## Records

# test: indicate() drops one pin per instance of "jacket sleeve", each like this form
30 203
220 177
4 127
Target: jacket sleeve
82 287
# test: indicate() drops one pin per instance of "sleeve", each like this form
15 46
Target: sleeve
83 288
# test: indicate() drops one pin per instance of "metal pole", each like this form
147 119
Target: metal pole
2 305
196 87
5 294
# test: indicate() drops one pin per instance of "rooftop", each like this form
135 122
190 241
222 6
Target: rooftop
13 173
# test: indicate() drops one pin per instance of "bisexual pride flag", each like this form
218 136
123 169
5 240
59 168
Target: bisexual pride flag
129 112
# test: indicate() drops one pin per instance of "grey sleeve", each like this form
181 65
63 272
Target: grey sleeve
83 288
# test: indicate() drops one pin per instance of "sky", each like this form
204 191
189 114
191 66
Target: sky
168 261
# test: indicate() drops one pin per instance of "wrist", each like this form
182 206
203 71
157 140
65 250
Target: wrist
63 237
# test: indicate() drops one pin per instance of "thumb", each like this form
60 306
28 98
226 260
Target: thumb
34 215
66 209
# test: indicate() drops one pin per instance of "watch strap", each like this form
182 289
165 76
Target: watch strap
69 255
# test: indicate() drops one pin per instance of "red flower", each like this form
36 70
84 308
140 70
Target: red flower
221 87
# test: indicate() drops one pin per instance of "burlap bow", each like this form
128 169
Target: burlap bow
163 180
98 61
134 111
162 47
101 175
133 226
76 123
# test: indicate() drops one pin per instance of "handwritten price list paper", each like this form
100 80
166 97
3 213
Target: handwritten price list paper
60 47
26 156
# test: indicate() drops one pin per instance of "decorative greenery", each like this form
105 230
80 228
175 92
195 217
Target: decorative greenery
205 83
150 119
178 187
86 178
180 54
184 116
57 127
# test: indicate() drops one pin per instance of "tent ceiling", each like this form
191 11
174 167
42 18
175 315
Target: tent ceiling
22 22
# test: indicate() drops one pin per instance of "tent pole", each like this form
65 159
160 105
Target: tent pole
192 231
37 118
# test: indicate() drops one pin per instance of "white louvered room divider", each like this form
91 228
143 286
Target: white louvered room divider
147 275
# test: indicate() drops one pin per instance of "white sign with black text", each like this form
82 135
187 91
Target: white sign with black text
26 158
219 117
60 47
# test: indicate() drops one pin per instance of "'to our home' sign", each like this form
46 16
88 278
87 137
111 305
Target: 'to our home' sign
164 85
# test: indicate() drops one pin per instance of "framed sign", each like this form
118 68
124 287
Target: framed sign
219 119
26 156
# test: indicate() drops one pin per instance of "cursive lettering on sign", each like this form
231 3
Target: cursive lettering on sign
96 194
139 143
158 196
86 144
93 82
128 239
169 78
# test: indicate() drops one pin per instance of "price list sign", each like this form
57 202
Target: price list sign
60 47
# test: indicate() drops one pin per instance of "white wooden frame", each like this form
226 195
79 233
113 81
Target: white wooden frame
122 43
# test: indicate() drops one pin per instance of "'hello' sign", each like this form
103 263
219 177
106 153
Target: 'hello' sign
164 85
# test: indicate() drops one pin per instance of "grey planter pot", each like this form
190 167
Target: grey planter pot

## Exercise details
How many lines in the entries above contain the string "sign", matching case exactly? Reply with the number only.

## Expected answer
12